─── Extract ───

Complete

Delivering immunotherapy to the heart of lung cancer

Cancer types:

Lung cancer

Project period:

Research institute:

Queen Mary University of London

Award amount:

£203,860

Location:

United Kingdom

Researcher Professor Kairbaan Hodivala-Dilke

Professor Hodivala-Dilke aims to test a new drug to see if it can boost the effects of immunotherapy against lung cancer. 

Meet the scientist

Professor Kairbaan Hodivala-Dilke is Professor of Angiogenesis at Barts Cancer Institute in London. Her research has uncovered some of the key processes that our bodies use to develop new blood vessels and how these relate to diseases such as cancer. Kairbaan has previously been a member of our Scientific Advisory Committee and sat on our Board of Trustees. 

The science

Non-small cell lung cancer (NSCLC), the most common type of lung cancer, has no cure and the overall survival rate is estimated to be only 20 per cent. It’s therefore critical that research uncovers new ways to treat the 1.7 million people diagnosed with NSCLC each year. Immunotherapy, a treatment that acts by turning the patient’s immune system against the tumour, holds real promise for treating NSCLC, but is held back by our inability to target the treatment directly at the tumour. 

Professor Kairbaan Hodivala-Dilke has previously found that by using low doses of a drug originally designed to cut off the blood supply to a tumour, they are, counterintuitively, able to increase blood flow to the tumour and increase the level of chemotherapy that reaches the tumour. This odd finding has led Professor Hodivala-Dilke to investigate if a similar approach could be used to target the cancer-killing effects of immunotherapy directly at the tumour. 

We had all been working on developing antiangiogenics for over 20 years so to turn around and say, let’s think about this upside down, let’s think about this the other way around, met a fair bit of resistance.

─── Provided records ───

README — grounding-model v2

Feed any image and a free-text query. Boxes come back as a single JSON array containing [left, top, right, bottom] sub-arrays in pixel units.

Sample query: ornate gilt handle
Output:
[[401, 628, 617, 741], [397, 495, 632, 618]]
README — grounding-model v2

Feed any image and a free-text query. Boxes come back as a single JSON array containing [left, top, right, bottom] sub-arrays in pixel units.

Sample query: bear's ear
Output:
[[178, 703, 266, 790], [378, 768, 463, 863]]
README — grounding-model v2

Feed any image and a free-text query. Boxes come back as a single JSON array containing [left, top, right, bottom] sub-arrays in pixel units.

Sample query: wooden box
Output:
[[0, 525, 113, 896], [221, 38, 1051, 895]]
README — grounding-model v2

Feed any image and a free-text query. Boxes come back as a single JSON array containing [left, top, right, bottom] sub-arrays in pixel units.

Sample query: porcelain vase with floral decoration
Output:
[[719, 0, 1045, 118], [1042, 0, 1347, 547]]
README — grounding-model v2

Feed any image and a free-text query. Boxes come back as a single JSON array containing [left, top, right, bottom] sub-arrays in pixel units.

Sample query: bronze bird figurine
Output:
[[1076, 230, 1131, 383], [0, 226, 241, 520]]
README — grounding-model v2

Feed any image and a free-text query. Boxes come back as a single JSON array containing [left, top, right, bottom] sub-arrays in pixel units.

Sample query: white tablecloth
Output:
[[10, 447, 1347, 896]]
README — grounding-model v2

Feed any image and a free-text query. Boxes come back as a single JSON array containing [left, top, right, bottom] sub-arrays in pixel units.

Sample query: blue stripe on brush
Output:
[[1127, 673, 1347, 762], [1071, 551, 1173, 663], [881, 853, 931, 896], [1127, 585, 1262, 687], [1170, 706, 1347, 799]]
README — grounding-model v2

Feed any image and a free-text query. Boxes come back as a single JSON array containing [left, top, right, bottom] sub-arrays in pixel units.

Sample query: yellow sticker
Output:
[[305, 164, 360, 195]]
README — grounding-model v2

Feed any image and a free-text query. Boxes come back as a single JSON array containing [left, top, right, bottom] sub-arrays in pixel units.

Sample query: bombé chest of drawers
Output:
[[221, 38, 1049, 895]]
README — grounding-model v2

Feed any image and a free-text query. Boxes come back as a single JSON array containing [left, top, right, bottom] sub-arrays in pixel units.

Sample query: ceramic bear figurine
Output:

───

Instructions for the task ▸ Extract the full page on delivering immunotherapy to lung cancer, word for word from start to finish. Rely only on the text for this.

Response to the task ▸
Complete

Delivering immunotherapy to the heart of lung cancer

Cancer types:

Lung cancer

Project period:

Research institute:

Queen Mary University of London

Award amount:

£203,860

Location:

United Kingdom

Researcher Professor Kairbaan Hodivala-Dilke

Professor Hodivala-Dilke aims to test a new drug to see if it can boost the effects of immunotherapy against lung cancer. 

Meet the scientist

Professor Kairbaan Hodivala-Dilke is Professor of Angiogenesis at Barts Cancer Institute in London. Her research has uncovered some of the key processes that our bodies use to develop new blood vessels and how these relate to diseases such as cancer. Kairbaan has previously been a member of our Scientific Advisory Committee and sat on our Board of Trustees. 

The science

Non-small cell lung cancer (NSCLC), the most common type of lung cancer, has no cure and the overall survival rate is estimated to be only 20 per cent. It’s therefore critical that research uncovers new ways to treat the 1.7 million people diagnosed with NSCLC each year. Immunotherapy, a treatment that acts by turning the patient’s immune system against the tumour, holds real promise for treating NSCLC, but is held back by our inability to target the treatment directly at the tumour. 

Professor Kairbaan Hodivala-Dilke has previously found that by using low doses of a drug originally designed to cut off the blood supply to a tumour, they are, counterintuitively, able to increase blood flow to the tumour and increase the level of chemotherapy that reaches the tumour. This odd finding has led Professor Hodivala-Dilke to investigate if a similar approach could be used to target the cancer-killing effects of immunotherapy directly at the tumour. 

We had all been working on developing antiangiogenics for over 20 years so to turn around and say, let’s think about this upside down, let’s think about this the other way around, met a fair bit of resistance.